■ Instructions for the task ■
Could you retype the records word for word but without any pictures?

Records excerpted from a collection
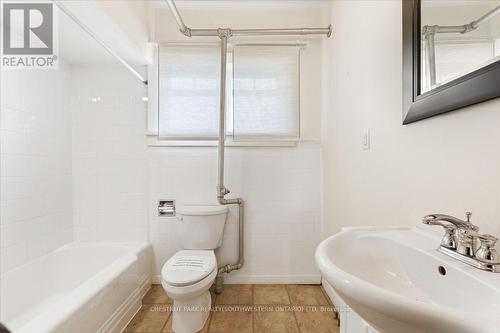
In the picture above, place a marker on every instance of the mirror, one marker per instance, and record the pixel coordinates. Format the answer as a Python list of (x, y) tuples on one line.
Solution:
[(451, 55), (458, 37)]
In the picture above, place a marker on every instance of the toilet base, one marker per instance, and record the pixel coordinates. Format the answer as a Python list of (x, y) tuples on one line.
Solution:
[(189, 316)]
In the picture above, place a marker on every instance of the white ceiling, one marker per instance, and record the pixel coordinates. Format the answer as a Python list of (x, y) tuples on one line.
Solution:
[(77, 47)]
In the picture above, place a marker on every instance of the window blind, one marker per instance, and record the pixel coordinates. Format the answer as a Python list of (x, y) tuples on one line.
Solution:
[(189, 83), (266, 93)]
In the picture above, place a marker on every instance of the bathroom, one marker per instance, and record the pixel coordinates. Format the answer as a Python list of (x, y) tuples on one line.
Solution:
[(250, 166)]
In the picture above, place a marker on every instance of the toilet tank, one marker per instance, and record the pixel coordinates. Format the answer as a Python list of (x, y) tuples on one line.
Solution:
[(201, 227)]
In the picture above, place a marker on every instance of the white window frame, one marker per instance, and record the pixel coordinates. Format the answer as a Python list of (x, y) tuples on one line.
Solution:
[(153, 106)]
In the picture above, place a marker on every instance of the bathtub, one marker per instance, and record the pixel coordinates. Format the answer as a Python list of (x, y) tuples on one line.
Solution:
[(80, 287)]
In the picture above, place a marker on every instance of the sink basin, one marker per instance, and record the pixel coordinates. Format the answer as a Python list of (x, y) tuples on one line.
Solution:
[(397, 281)]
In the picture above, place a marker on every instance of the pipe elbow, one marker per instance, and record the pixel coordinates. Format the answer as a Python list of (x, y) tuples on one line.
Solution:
[(186, 31)]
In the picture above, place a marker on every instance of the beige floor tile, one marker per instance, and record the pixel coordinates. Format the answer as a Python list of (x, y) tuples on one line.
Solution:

■ Reply to the exercise ■
In the picture above, place a marker on every instance of the mirror, one marker per instance, and record the pixel coordinates. Format the answer as a Python list of (x, y) tuples on one line.
Solution:
[(451, 55), (458, 37)]
In the picture above, place a marker on every instance of the toilet base, one marker per instance, and record the pixel coordinates. Format the answer as a Python list of (x, y) tuples on one line.
Solution:
[(189, 316)]
In the picture above, place a marker on every instance of the white ceiling, one marker per instance, and record the pixel coordinates. Format the answer as a Python list of (x, y) tuples on one line.
Solution:
[(77, 47)]
In the picture above, place a marker on every instance of the window blind, one marker per instance, and record the pixel coordinates. Format the answer as a Python list of (x, y) tuples on one line.
Solution:
[(189, 83), (266, 93)]
In the picture above, place a marker on every instance of the bathroom, one marker per instance, and record the pixel coordinates. Format the answer as a Python list of (x, y) tuples on one line.
Solution:
[(250, 166)]
In the picture above, place a marker on every instance of the toilet tank, one marker per instance, and record the pixel coordinates. Format the answer as a Python list of (x, y) tuples on one line.
Solution:
[(201, 227)]
In the picture above, place a marker on every instance of the white window frame, one marker per instance, and record the pixel coordinates. Format the answer as a Python list of (x, y) tuples on one line.
Solution:
[(153, 106)]
In the picture above, place a marker on every instance of the bathtub, one marker per instance, and record the pixel coordinates. Format the answer as a Python list of (x, y) tuples on one line.
Solution:
[(80, 287)]
In the picture above, place a marker on every instance of the sink basin, one marker per instance, and record the pixel coordinates. Format the answer as a Python list of (x, y) tuples on one line.
Solution:
[(397, 281)]
In the picture above, place a marker on every instance of the pipe elbow, one marker per instance, and record the pixel coordinates. Format the answer as a Python list of (x, y) tuples on one line.
Solution:
[(186, 31)]
In the picture above, place a marker on every instance of the beige floor tile, one marker per instance, and record the pixel coordinates. Format the answer as a Python list of (x, y) tuples on one line.
Solution:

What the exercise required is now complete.